▶ [AIM OF THE TASK]
In the stretch of records from the start through the line containing "<point>807,533</point>", replace "sky" with "clouds" and change nothing else. Give only that stretch, without the pictures.
__________
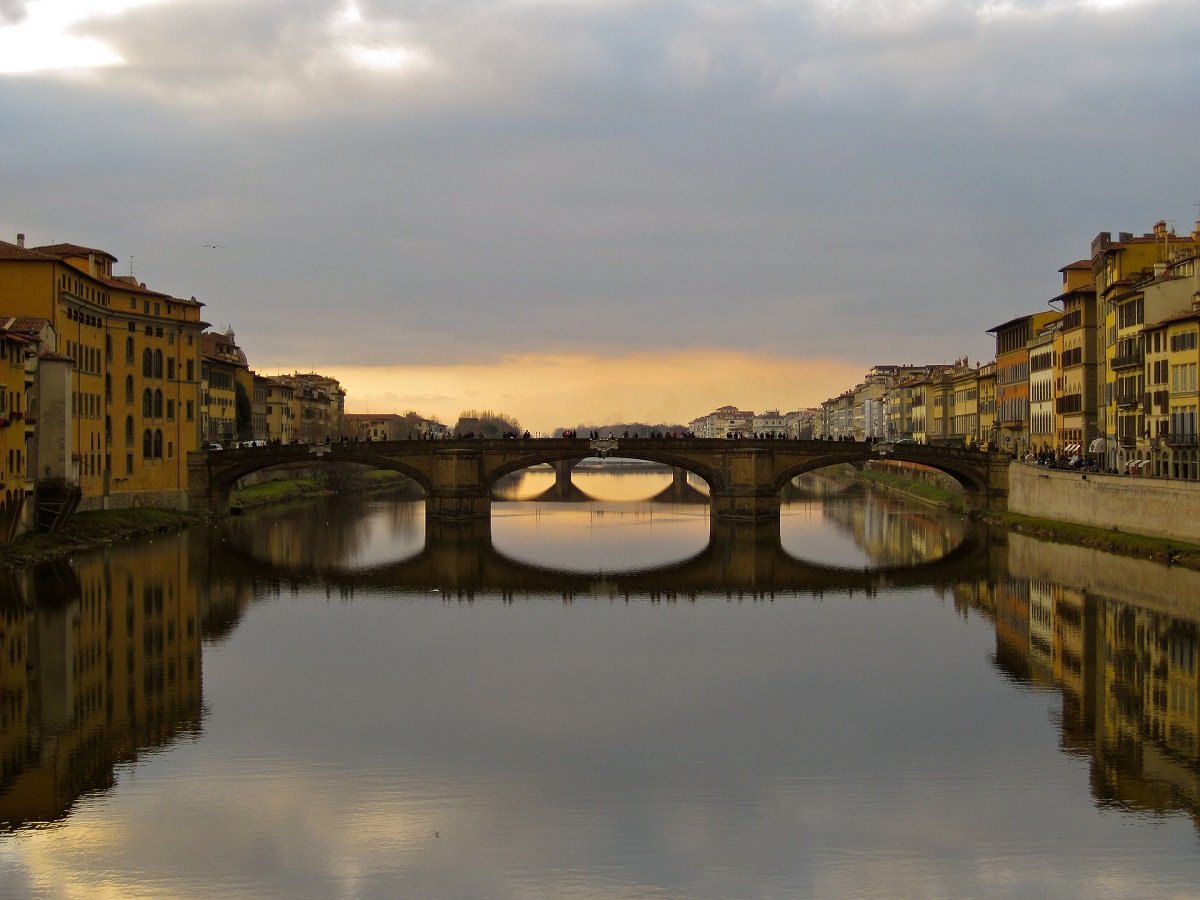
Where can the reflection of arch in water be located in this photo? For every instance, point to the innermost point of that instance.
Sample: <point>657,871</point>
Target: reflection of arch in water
<point>739,558</point>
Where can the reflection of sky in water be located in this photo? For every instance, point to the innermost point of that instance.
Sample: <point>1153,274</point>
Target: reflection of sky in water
<point>801,748</point>
<point>598,537</point>
<point>406,745</point>
<point>390,532</point>
<point>807,533</point>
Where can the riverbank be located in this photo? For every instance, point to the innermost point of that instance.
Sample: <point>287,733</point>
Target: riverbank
<point>101,528</point>
<point>1162,550</point>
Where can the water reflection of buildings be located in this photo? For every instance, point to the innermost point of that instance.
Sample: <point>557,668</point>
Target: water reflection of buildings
<point>97,664</point>
<point>1126,665</point>
<point>887,531</point>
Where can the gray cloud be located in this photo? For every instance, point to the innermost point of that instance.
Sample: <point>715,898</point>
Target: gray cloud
<point>12,11</point>
<point>787,177</point>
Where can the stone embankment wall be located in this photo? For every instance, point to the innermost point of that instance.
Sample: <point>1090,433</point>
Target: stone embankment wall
<point>1161,508</point>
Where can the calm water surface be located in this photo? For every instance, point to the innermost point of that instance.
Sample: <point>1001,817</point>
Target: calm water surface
<point>599,699</point>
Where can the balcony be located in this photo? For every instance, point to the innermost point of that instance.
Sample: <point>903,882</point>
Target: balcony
<point>1128,360</point>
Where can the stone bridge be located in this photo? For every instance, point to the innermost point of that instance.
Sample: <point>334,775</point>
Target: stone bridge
<point>744,477</point>
<point>741,559</point>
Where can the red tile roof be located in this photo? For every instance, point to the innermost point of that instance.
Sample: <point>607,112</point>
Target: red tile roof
<point>12,251</point>
<point>73,250</point>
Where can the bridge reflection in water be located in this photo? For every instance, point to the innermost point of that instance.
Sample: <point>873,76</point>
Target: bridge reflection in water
<point>741,558</point>
<point>1121,646</point>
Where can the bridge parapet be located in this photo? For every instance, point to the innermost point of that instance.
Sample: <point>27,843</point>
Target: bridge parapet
<point>744,475</point>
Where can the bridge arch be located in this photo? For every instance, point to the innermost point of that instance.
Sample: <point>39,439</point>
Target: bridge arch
<point>744,477</point>
<point>629,450</point>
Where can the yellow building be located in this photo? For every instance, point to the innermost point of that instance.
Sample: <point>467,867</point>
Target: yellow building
<point>318,406</point>
<point>130,405</point>
<point>280,401</point>
<point>1012,417</point>
<point>223,373</point>
<point>1180,339</point>
<point>1077,364</point>
<point>985,436</point>
<point>1122,269</point>
<point>965,406</point>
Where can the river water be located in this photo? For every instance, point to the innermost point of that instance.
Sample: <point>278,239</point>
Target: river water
<point>599,697</point>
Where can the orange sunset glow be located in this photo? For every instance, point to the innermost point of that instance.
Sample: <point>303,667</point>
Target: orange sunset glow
<point>549,391</point>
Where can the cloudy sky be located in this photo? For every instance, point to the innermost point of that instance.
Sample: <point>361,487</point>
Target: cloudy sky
<point>581,209</point>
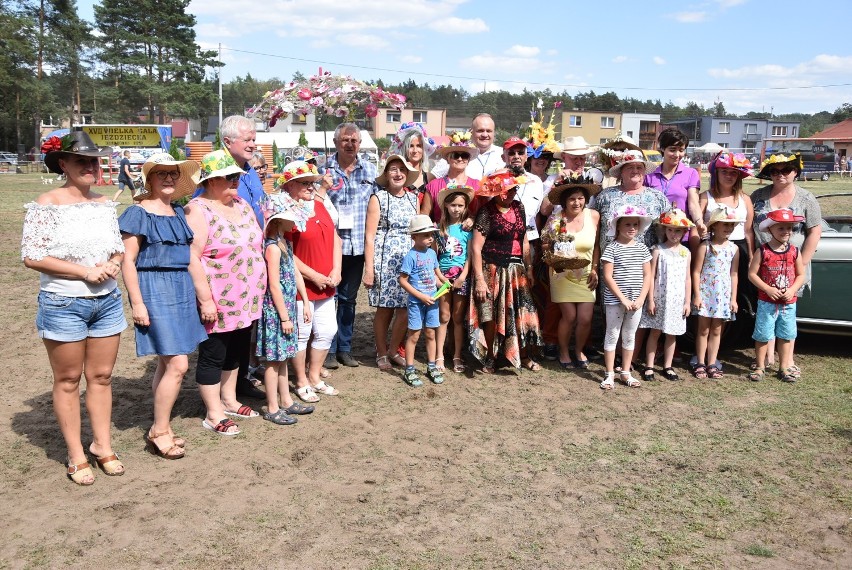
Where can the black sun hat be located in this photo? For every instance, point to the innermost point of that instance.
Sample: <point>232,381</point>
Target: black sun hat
<point>76,142</point>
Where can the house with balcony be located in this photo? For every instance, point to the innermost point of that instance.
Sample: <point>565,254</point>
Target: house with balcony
<point>741,135</point>
<point>387,122</point>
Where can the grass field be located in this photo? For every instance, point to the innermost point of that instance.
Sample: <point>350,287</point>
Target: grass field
<point>511,471</point>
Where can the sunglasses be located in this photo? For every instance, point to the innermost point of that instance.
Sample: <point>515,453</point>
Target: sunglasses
<point>783,171</point>
<point>163,174</point>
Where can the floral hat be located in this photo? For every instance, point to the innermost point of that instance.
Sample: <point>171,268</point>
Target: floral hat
<point>738,162</point>
<point>404,131</point>
<point>631,157</point>
<point>780,216</point>
<point>186,183</point>
<point>410,177</point>
<point>675,218</point>
<point>583,181</point>
<point>75,142</point>
<point>453,188</point>
<point>283,207</point>
<point>611,151</point>
<point>724,214</point>
<point>217,164</point>
<point>297,170</point>
<point>541,140</point>
<point>459,142</point>
<point>499,183</point>
<point>794,160</point>
<point>627,211</point>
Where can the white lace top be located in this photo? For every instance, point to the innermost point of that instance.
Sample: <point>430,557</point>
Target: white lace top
<point>85,233</point>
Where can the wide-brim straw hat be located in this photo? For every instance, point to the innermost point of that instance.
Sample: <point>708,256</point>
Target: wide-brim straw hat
<point>559,262</point>
<point>448,191</point>
<point>632,157</point>
<point>186,183</point>
<point>76,142</point>
<point>794,160</point>
<point>410,177</point>
<point>627,211</point>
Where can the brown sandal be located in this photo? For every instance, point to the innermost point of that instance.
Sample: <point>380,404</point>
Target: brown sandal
<point>174,452</point>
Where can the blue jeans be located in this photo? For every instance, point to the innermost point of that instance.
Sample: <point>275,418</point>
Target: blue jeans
<point>352,270</point>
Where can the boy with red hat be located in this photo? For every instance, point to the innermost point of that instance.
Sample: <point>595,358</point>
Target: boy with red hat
<point>777,271</point>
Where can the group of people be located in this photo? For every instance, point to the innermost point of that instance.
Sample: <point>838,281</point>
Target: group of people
<point>485,247</point>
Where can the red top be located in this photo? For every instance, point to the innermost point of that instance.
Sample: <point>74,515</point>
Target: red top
<point>315,247</point>
<point>777,269</point>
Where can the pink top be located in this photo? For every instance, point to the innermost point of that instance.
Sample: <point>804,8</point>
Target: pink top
<point>235,268</point>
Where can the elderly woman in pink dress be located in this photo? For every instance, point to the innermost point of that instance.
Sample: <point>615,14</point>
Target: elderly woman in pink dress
<point>229,271</point>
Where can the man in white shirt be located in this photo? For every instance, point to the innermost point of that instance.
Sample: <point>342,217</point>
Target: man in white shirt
<point>490,156</point>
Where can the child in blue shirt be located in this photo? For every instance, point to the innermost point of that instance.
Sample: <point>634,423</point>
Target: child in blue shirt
<point>420,275</point>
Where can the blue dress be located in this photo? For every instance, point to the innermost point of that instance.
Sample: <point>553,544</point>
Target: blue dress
<point>272,344</point>
<point>167,289</point>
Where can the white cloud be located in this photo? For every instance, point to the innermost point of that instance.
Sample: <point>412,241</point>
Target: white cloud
<point>455,25</point>
<point>522,51</point>
<point>690,17</point>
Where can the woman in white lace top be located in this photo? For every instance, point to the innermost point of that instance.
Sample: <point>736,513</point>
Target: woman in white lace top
<point>71,237</point>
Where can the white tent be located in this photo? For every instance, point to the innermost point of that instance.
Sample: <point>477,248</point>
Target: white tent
<point>318,141</point>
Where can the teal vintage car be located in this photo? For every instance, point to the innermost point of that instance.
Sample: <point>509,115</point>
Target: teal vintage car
<point>827,308</point>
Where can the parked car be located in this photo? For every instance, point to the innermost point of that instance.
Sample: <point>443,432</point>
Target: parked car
<point>825,307</point>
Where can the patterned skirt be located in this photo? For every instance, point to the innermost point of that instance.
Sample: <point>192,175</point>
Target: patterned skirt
<point>510,305</point>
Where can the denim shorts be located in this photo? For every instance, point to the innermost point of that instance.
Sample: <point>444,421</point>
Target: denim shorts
<point>418,312</point>
<point>71,319</point>
<point>774,321</point>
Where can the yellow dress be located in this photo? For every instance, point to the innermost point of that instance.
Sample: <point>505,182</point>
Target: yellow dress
<point>572,286</point>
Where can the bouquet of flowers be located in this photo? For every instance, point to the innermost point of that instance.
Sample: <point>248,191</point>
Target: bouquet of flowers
<point>337,95</point>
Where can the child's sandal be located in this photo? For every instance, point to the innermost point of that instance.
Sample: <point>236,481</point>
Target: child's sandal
<point>757,374</point>
<point>670,374</point>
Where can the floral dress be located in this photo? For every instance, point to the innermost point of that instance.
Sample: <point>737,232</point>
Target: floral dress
<point>715,282</point>
<point>391,244</point>
<point>272,344</point>
<point>669,291</point>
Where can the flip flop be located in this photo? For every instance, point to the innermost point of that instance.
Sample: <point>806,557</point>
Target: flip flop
<point>243,412</point>
<point>222,427</point>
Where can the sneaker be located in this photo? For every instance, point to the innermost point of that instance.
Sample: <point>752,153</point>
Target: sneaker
<point>412,378</point>
<point>346,360</point>
<point>331,361</point>
<point>435,375</point>
<point>550,352</point>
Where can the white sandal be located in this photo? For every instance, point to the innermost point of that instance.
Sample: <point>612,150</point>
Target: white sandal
<point>307,394</point>
<point>326,389</point>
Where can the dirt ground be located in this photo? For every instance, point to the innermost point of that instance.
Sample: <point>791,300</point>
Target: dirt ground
<point>516,470</point>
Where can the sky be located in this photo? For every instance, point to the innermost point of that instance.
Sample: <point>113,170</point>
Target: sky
<point>752,55</point>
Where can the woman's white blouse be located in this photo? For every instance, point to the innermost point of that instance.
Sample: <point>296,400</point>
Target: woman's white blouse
<point>85,233</point>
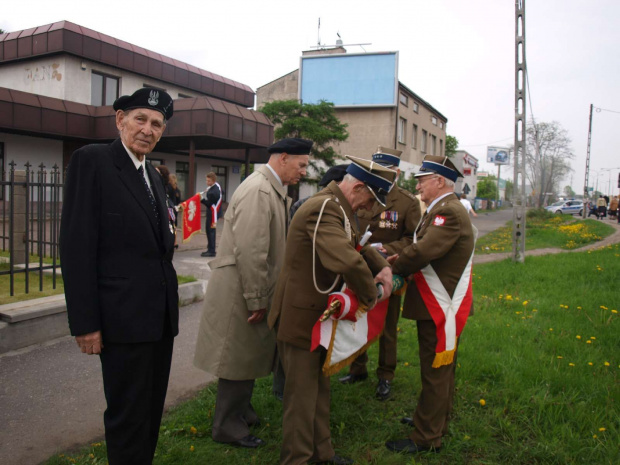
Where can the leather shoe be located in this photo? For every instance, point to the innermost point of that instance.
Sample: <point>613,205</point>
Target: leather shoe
<point>384,389</point>
<point>250,441</point>
<point>409,447</point>
<point>338,460</point>
<point>351,378</point>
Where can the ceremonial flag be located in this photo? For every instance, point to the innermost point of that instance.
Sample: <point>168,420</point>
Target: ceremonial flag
<point>349,332</point>
<point>191,217</point>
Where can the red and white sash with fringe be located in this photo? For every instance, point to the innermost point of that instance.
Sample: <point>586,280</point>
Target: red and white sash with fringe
<point>449,313</point>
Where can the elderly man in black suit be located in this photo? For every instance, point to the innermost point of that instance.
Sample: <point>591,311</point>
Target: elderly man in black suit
<point>116,247</point>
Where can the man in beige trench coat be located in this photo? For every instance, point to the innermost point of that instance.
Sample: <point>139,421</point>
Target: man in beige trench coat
<point>234,342</point>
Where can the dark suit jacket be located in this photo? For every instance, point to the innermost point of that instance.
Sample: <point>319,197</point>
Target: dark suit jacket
<point>296,302</point>
<point>116,263</point>
<point>446,241</point>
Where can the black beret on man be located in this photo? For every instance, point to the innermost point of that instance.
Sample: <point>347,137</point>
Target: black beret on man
<point>292,146</point>
<point>146,97</point>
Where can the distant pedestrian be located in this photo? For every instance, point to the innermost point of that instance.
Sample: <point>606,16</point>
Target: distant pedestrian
<point>467,205</point>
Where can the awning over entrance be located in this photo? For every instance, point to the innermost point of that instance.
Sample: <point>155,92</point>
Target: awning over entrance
<point>208,123</point>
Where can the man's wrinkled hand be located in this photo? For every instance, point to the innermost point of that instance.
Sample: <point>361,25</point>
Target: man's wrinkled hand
<point>385,278</point>
<point>90,343</point>
<point>257,316</point>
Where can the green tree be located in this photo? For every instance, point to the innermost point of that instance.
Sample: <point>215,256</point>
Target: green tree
<point>487,188</point>
<point>316,122</point>
<point>452,145</point>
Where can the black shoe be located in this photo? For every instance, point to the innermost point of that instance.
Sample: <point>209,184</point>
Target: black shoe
<point>384,390</point>
<point>351,378</point>
<point>338,460</point>
<point>409,447</point>
<point>250,441</point>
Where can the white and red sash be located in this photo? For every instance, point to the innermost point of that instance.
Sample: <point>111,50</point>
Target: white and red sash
<point>449,313</point>
<point>215,208</point>
<point>347,333</point>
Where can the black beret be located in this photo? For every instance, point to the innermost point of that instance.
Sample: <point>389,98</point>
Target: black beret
<point>146,97</point>
<point>335,173</point>
<point>292,146</point>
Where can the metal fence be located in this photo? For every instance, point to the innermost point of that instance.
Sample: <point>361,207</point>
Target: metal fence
<point>30,219</point>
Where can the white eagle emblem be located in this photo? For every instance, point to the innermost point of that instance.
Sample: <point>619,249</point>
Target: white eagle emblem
<point>192,210</point>
<point>154,98</point>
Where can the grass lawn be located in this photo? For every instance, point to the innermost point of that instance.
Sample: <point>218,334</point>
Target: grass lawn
<point>559,231</point>
<point>537,381</point>
<point>48,289</point>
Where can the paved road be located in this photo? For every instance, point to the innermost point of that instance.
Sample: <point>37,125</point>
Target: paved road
<point>51,395</point>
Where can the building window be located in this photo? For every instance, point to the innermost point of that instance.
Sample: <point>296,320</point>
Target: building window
<point>222,179</point>
<point>402,130</point>
<point>103,89</point>
<point>151,86</point>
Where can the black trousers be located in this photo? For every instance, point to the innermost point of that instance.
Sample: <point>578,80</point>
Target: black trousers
<point>135,381</point>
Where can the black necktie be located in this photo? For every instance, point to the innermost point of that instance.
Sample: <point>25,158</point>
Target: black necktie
<point>150,195</point>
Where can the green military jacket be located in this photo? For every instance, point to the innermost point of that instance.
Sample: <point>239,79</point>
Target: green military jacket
<point>394,224</point>
<point>296,302</point>
<point>445,240</point>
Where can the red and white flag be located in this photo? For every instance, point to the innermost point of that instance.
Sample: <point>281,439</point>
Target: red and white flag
<point>346,335</point>
<point>191,217</point>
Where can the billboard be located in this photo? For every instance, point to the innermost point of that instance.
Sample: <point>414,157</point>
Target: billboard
<point>498,155</point>
<point>350,80</point>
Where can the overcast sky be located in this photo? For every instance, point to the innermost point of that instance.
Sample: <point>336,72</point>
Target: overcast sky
<point>457,55</point>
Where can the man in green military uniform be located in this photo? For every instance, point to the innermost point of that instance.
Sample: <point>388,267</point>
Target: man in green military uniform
<point>392,228</point>
<point>439,297</point>
<point>320,256</point>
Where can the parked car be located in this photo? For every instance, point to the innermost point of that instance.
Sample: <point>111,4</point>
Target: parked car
<point>571,207</point>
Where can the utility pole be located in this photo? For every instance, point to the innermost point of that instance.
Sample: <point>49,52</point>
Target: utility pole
<point>518,211</point>
<point>585,184</point>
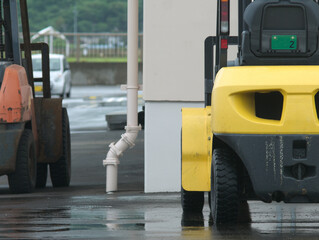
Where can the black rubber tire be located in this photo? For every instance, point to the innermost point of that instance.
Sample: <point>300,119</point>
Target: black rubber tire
<point>225,188</point>
<point>42,174</point>
<point>192,201</point>
<point>24,178</point>
<point>60,171</point>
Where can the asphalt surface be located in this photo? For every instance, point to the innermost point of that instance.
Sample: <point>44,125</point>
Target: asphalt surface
<point>85,211</point>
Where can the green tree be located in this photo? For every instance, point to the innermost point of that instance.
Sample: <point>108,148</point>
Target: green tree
<point>92,15</point>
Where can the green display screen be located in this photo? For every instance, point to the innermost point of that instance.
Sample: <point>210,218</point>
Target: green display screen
<point>284,42</point>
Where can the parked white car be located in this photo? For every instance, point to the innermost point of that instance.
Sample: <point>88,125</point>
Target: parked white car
<point>60,74</point>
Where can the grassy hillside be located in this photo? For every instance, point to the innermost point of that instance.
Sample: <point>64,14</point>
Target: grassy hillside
<point>91,15</point>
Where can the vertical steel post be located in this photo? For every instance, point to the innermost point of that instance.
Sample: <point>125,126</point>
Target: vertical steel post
<point>127,141</point>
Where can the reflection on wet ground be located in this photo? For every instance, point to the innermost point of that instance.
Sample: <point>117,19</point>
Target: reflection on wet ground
<point>143,216</point>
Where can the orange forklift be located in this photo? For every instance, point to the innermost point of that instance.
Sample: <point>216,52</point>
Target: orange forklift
<point>34,131</point>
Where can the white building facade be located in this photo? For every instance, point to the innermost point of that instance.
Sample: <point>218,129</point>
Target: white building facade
<point>173,74</point>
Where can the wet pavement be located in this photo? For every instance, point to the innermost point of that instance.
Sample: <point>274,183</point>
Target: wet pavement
<point>85,211</point>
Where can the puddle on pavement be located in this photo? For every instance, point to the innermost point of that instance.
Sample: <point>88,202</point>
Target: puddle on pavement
<point>144,217</point>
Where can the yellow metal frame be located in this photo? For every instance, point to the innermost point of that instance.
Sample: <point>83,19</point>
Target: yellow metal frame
<point>196,148</point>
<point>233,99</point>
<point>233,112</point>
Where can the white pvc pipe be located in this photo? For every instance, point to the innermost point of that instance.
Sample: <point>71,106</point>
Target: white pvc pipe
<point>128,138</point>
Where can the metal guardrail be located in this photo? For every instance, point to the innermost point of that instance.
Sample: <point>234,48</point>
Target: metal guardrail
<point>81,46</point>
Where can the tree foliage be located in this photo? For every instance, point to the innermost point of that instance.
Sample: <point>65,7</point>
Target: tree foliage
<point>90,15</point>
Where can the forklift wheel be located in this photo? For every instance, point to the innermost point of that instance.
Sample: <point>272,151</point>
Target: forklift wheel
<point>192,201</point>
<point>60,171</point>
<point>42,174</point>
<point>224,181</point>
<point>24,178</point>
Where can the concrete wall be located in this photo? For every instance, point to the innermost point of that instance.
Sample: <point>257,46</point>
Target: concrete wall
<point>100,73</point>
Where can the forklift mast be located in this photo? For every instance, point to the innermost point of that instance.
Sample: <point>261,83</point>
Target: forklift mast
<point>11,48</point>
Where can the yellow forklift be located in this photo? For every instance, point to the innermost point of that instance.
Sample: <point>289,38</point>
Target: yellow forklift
<point>257,137</point>
<point>34,131</point>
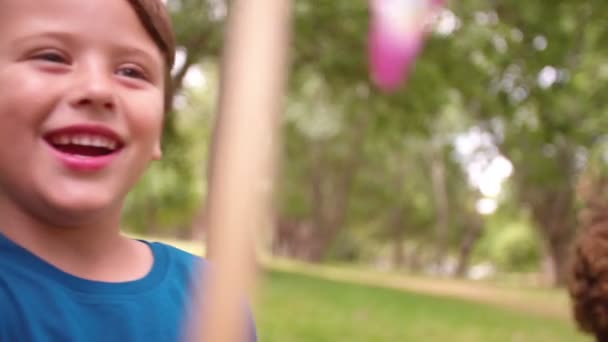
__________
▶ [RESPONSE TO THE TASK]
Where can the reflection of arch in water be located in this photo? For every instance, point to the innermost point of that instance.
Sample: <point>657,871</point>
Target: reflection of arch in water
<point>739,558</point>
Where can the reflection of clouds in water be located in this photo? For every instance, point to the innermost point of that instance.
Sample: <point>1153,274</point>
Target: reflection of clouds in water
<point>801,748</point>
<point>598,537</point>
<point>406,745</point>
<point>390,532</point>
<point>807,533</point>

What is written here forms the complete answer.